Problem requirements » For this listing, the lines between the one holding "Find the concrete" and the one holding "Find the flag", inclusive, must be set down exactly.
◆ ◆ ◆ ◆ ◆ ◆ ◆
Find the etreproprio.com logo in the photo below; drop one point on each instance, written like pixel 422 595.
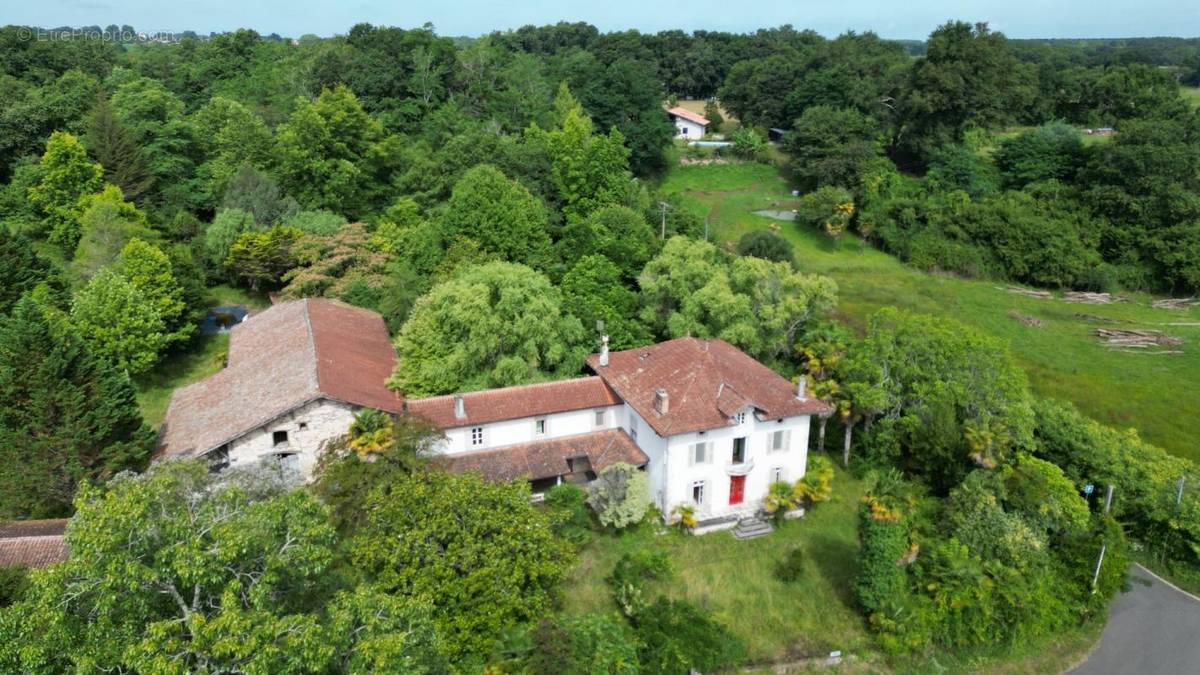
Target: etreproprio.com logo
pixel 99 35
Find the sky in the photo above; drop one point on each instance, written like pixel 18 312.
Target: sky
pixel 889 18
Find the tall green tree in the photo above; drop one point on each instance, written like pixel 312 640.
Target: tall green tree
pixel 66 175
pixel 453 538
pixel 119 322
pixel 495 324
pixel 499 214
pixel 66 416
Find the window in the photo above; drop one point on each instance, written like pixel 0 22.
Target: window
pixel 739 451
pixel 779 441
pixel 289 464
pixel 219 459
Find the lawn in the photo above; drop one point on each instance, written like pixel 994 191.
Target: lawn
pixel 198 359
pixel 791 621
pixel 1153 393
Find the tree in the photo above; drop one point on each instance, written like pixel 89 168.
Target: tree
pixel 255 192
pixel 119 323
pixel 616 232
pixel 593 291
pixel 589 171
pixel 65 416
pixel 66 175
pixel 499 214
pixel 767 245
pixel 262 257
pixel 619 495
pixel 114 148
pixel 185 571
pixel 479 551
pixel 107 223
pixel 149 270
pixel 832 147
pixel 21 268
pixel 222 233
pixel 495 324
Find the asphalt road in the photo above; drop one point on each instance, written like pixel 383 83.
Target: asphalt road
pixel 1152 629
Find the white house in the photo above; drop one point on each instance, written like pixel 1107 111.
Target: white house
pixel 295 376
pixel 688 124
pixel 711 425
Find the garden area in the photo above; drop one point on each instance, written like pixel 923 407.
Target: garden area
pixel 1054 341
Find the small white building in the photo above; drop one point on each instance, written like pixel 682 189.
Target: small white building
pixel 689 125
pixel 295 376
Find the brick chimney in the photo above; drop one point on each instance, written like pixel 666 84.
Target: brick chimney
pixel 661 402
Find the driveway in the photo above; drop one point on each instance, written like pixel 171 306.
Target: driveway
pixel 1153 629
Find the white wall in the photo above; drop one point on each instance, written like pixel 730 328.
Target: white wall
pixel 688 129
pixel 323 419
pixel 513 431
pixel 681 476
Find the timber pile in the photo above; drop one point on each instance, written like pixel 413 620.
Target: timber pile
pixel 1026 320
pixel 1126 340
pixel 1174 303
pixel 1091 298
pixel 1030 292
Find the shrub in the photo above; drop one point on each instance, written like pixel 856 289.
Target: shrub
pixel 791 568
pixel 619 495
pixel 881 579
pixel 630 574
pixel 676 637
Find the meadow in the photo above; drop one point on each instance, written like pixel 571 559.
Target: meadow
pixel 1155 393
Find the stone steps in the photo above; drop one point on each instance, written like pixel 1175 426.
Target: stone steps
pixel 751 527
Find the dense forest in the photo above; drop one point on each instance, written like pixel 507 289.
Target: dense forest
pixel 495 198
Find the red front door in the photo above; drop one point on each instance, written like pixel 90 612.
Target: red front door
pixel 737 489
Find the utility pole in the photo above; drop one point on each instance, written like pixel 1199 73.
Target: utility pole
pixel 1099 561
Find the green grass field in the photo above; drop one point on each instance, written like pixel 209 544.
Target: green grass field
pixel 1153 393
pixel 790 621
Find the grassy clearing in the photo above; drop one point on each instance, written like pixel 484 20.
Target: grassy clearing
pixel 737 580
pixel 807 619
pixel 197 360
pixel 1153 393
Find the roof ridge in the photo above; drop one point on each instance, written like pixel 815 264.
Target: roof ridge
pixel 511 388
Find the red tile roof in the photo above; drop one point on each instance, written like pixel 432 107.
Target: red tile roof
pixel 33 543
pixel 707 382
pixel 514 402
pixel 679 112
pixel 279 360
pixel 547 459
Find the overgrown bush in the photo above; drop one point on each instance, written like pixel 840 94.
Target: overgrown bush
pixel 676 637
pixel 619 495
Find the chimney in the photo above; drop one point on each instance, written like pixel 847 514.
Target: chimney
pixel 661 404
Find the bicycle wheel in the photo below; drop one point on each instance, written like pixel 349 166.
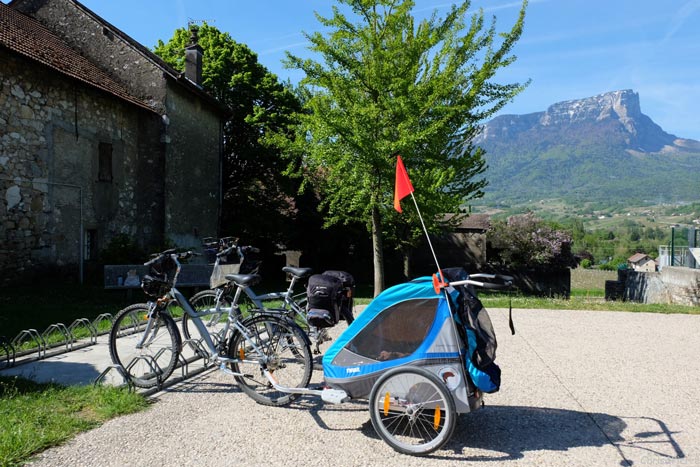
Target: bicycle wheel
pixel 412 410
pixel 152 362
pixel 214 317
pixel 275 344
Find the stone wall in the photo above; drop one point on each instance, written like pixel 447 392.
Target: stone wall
pixel 193 175
pixel 190 131
pixel 97 41
pixel 50 131
pixel 672 285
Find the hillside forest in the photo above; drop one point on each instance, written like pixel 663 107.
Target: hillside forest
pixel 605 236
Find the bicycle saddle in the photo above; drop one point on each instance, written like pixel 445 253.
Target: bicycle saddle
pixel 244 280
pixel 299 272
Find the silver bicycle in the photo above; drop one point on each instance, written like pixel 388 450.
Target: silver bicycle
pixel 214 305
pixel 262 351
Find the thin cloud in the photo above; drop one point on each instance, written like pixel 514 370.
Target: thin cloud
pixel 681 16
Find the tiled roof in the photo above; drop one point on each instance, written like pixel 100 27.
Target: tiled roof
pixel 476 222
pixel 637 257
pixel 28 37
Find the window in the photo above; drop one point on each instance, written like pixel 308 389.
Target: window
pixel 104 162
pixel 90 244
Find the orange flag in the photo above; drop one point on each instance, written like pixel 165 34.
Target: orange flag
pixel 403 185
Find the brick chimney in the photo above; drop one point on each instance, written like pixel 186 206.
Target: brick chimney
pixel 193 58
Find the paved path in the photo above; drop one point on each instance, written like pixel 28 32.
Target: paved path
pixel 579 388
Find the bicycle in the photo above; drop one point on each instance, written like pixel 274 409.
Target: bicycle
pixel 262 352
pixel 216 303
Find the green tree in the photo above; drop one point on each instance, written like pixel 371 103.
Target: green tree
pixel 258 197
pixel 388 85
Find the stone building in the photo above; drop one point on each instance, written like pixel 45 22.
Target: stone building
pixel 98 137
pixel 463 246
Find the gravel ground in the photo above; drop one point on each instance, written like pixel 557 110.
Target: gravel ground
pixel 579 388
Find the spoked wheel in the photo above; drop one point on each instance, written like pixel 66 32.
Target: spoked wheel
pixel 147 353
pixel 275 344
pixel 214 319
pixel 412 410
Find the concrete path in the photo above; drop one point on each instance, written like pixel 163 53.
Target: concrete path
pixel 581 388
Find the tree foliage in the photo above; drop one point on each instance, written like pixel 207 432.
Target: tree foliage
pixel 258 197
pixel 388 84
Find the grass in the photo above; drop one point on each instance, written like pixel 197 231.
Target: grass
pixel 36 416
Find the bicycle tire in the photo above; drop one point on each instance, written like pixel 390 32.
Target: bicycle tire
pixel 412 410
pixel 215 321
pixel 283 349
pixel 152 364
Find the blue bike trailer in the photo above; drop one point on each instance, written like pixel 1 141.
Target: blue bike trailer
pixel 408 324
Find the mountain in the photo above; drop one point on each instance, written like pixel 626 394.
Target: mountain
pixel 598 149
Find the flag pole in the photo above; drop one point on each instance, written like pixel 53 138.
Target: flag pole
pixel 427 237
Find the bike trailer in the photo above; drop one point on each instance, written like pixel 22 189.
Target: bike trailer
pixel 408 324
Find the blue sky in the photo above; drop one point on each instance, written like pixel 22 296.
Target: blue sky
pixel 570 48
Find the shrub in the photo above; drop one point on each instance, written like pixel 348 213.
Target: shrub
pixel 525 241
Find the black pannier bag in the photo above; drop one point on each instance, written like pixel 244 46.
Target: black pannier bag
pixel 475 320
pixel 324 294
pixel 347 300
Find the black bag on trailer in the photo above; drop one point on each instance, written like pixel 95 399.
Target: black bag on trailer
pixel 324 294
pixel 348 296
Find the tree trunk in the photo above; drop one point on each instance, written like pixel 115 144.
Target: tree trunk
pixel 378 250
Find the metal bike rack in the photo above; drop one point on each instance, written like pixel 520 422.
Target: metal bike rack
pixel 29 336
pixel 122 372
pixel 56 335
pixel 75 328
pixel 8 355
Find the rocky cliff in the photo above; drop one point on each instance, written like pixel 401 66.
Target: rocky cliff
pixel 599 148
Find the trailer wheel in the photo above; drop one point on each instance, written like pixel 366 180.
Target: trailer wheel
pixel 412 410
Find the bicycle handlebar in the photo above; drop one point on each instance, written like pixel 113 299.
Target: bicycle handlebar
pixel 173 253
pixel 506 282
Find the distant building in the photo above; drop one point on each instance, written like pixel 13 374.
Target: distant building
pixel 98 137
pixel 462 246
pixel 641 262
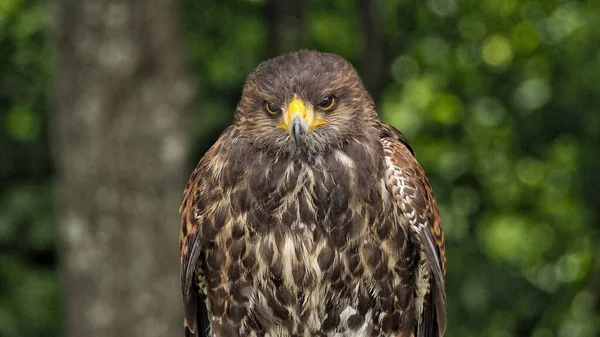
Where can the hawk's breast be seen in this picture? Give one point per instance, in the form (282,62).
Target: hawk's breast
(309,248)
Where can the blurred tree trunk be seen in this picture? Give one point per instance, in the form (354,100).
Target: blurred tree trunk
(286,25)
(120,146)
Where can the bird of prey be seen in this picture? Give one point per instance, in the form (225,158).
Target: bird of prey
(310,217)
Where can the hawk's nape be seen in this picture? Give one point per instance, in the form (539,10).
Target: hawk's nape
(310,217)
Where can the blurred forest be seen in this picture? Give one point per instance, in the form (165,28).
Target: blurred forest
(499,98)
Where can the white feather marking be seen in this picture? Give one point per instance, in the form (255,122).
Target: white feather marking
(422,280)
(344,159)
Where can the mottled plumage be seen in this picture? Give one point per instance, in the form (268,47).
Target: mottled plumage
(310,217)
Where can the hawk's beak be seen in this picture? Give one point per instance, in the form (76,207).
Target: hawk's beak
(299,120)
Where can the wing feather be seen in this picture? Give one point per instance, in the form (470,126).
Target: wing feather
(192,211)
(408,184)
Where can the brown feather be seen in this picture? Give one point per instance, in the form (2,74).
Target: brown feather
(308,240)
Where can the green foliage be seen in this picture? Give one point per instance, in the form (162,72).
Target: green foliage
(499,99)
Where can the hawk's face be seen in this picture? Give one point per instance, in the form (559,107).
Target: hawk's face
(304,103)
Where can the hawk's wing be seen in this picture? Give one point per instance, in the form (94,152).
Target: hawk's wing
(409,186)
(193,208)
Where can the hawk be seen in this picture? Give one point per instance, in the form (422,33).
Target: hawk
(309,216)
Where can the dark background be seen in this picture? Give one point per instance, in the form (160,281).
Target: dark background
(499,99)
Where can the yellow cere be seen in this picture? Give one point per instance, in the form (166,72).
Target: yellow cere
(297,106)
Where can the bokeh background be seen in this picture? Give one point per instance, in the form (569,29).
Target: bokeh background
(499,98)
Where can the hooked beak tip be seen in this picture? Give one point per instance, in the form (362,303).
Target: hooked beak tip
(298,128)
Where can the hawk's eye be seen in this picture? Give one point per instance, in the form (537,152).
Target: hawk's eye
(327,103)
(272,109)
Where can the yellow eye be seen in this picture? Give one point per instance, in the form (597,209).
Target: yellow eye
(272,109)
(327,103)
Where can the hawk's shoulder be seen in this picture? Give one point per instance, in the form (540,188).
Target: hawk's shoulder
(409,186)
(201,192)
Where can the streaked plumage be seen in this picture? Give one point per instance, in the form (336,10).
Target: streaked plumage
(312,222)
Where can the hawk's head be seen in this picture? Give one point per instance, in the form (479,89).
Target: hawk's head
(304,102)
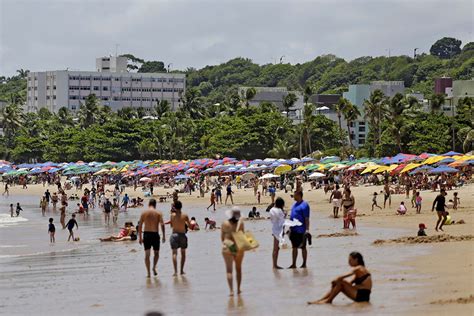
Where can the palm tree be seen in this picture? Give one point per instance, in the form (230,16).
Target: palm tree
(437,101)
(288,101)
(64,116)
(351,112)
(11,121)
(375,110)
(339,108)
(247,95)
(308,124)
(281,149)
(398,112)
(88,111)
(162,107)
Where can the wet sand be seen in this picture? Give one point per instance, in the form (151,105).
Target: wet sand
(109,278)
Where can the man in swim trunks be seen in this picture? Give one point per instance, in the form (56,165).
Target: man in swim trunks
(151,219)
(178,238)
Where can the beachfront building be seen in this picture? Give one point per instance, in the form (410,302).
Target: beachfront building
(111,83)
(357,95)
(275,95)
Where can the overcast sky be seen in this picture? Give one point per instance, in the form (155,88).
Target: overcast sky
(50,34)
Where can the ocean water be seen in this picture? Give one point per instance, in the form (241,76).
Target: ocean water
(90,277)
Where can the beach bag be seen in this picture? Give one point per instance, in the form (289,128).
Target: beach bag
(244,240)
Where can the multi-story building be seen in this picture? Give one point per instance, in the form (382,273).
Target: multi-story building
(276,96)
(112,84)
(357,95)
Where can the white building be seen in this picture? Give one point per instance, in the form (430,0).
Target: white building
(112,84)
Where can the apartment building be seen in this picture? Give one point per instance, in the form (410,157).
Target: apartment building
(112,84)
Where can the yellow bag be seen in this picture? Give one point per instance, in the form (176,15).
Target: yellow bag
(244,240)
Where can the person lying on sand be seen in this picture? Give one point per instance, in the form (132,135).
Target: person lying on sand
(128,232)
(358,289)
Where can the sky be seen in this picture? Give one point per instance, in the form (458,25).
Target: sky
(44,35)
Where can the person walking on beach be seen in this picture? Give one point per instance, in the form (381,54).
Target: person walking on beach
(107,210)
(374,202)
(151,219)
(178,239)
(213,200)
(51,231)
(440,204)
(298,234)
(229,193)
(18,209)
(336,199)
(7,192)
(70,226)
(62,209)
(230,252)
(277,217)
(358,290)
(387,195)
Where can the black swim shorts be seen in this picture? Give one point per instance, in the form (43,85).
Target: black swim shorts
(178,240)
(151,239)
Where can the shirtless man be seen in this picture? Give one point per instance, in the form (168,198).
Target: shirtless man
(152,219)
(336,199)
(178,238)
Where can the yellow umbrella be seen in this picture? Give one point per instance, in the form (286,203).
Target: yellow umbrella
(410,166)
(370,169)
(282,169)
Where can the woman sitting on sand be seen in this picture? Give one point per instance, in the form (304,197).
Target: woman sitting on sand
(358,289)
(126,233)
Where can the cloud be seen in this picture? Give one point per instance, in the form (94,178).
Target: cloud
(46,35)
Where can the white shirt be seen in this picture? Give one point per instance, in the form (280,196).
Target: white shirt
(277,216)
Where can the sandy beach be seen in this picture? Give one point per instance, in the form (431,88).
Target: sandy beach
(90,277)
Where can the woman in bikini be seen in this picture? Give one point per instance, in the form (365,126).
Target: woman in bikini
(229,249)
(358,289)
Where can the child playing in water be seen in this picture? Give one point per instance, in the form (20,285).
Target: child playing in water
(374,201)
(402,209)
(51,231)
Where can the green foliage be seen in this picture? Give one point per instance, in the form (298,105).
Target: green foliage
(445,48)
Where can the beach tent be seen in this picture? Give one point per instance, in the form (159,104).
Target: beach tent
(443,169)
(316,175)
(268,176)
(282,169)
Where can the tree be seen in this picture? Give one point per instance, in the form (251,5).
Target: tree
(446,48)
(288,101)
(11,119)
(152,66)
(351,113)
(88,111)
(375,110)
(437,101)
(248,94)
(162,107)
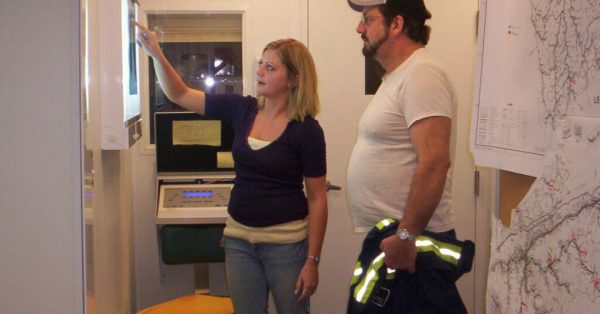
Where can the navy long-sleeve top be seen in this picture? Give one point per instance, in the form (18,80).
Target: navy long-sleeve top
(268,187)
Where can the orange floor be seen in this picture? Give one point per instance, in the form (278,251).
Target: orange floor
(193,304)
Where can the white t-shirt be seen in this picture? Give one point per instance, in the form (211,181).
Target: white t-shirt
(383,161)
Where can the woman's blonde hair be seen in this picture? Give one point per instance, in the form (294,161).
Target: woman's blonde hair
(304,99)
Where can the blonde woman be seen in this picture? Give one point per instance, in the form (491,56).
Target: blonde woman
(275,232)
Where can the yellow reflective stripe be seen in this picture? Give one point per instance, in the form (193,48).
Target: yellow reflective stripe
(384,223)
(364,289)
(446,251)
(391,274)
(357,273)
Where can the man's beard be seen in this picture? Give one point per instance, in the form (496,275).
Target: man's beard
(371,50)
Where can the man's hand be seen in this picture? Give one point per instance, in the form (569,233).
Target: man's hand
(399,254)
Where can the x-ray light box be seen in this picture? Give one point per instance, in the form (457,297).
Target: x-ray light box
(118,59)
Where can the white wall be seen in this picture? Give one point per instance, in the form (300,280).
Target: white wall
(41,248)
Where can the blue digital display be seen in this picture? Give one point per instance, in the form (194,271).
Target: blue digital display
(198,194)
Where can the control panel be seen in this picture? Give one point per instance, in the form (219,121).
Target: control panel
(193,203)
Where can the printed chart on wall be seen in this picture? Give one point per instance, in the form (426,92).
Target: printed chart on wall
(537,112)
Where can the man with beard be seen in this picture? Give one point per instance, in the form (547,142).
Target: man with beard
(400,166)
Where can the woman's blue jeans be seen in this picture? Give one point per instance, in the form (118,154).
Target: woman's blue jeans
(255,269)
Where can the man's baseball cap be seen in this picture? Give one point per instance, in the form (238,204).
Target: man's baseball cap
(413,8)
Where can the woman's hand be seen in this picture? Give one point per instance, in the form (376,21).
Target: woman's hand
(147,40)
(308,280)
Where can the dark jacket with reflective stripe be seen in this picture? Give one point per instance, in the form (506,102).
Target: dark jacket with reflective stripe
(431,289)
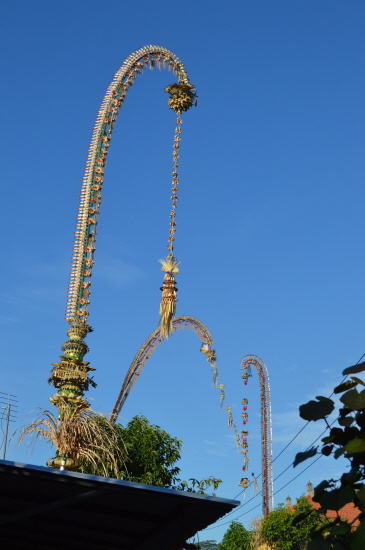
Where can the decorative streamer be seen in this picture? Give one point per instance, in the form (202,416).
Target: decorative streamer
(182,97)
(222,395)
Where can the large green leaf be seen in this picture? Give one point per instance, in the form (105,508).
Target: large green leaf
(357,538)
(345,386)
(356,368)
(355,446)
(360,495)
(336,499)
(354,400)
(316,410)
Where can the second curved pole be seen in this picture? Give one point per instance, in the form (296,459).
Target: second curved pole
(266,427)
(149,346)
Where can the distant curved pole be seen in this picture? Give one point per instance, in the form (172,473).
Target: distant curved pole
(149,346)
(266,429)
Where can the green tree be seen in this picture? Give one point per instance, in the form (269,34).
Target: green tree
(149,455)
(236,538)
(348,440)
(208,545)
(278,530)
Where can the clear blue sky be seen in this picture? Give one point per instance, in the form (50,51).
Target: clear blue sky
(270,214)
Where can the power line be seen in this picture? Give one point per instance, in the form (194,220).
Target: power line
(287,468)
(276,492)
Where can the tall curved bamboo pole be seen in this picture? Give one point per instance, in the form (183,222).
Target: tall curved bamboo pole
(266,428)
(71,375)
(149,346)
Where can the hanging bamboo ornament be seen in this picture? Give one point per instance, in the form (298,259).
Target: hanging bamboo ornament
(182,97)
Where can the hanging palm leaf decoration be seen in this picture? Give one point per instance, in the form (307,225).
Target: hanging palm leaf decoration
(182,97)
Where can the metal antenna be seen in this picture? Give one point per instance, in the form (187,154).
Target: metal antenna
(7,406)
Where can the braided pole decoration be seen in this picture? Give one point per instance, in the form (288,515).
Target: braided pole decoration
(149,346)
(266,428)
(70,376)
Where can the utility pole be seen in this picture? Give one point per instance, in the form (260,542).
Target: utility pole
(7,406)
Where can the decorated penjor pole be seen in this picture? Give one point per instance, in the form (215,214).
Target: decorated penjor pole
(71,376)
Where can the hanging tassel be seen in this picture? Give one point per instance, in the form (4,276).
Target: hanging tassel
(215,375)
(222,395)
(168,299)
(255,486)
(230,418)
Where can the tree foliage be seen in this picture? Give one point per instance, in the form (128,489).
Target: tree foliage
(348,440)
(236,538)
(150,455)
(208,545)
(279,528)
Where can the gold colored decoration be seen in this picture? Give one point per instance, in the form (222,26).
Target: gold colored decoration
(182,96)
(221,396)
(244,482)
(230,417)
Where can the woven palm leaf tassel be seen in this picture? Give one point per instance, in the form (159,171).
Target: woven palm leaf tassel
(168,298)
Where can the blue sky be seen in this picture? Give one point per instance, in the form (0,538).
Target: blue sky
(270,213)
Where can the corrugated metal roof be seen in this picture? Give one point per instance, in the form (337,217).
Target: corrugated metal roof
(43,509)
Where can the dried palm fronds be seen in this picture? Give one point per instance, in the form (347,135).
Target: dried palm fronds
(83,435)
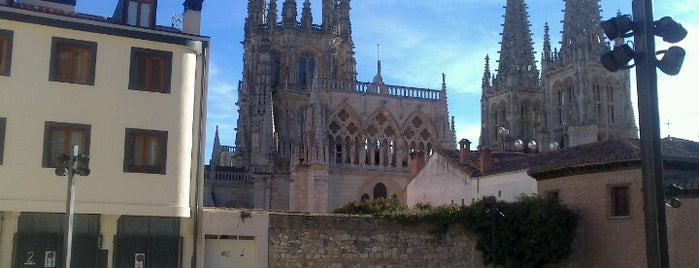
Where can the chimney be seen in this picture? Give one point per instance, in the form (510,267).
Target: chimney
(191,19)
(67,6)
(417,162)
(464,151)
(486,159)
◆ ◆ ◆ ◆ ◆ ◆ ◆
Reply »
Find the concrete path in the photo above; drop one point on each instance, written like pixel 163 53.
Target: concrete path
pixel 581 388
Find the tree foliage in the photo above; drop one point on each instance, written like pixel 207 432.
Target: tree foliage
pixel 258 197
pixel 388 84
Find the grass in the photo above; drop one point on each instance, written like pixel 197 231.
Target: grass
pixel 36 416
Find the bicycle tire in the photo above; drop one point on each instance, written like pixel 390 32.
Target: bicycle tire
pixel 412 410
pixel 215 321
pixel 283 349
pixel 152 364
Find the blue bike trailer in the photo above; drop one point on each instance, written like pixel 1 141.
Target: blue bike trailer
pixel 408 324
Find the mountain in the photo above; drop one point on each instance, written like pixel 626 394.
Target: mountain
pixel 598 149
Find the flag pole in the photo above; drop one point on each instance, written like pixel 53 138.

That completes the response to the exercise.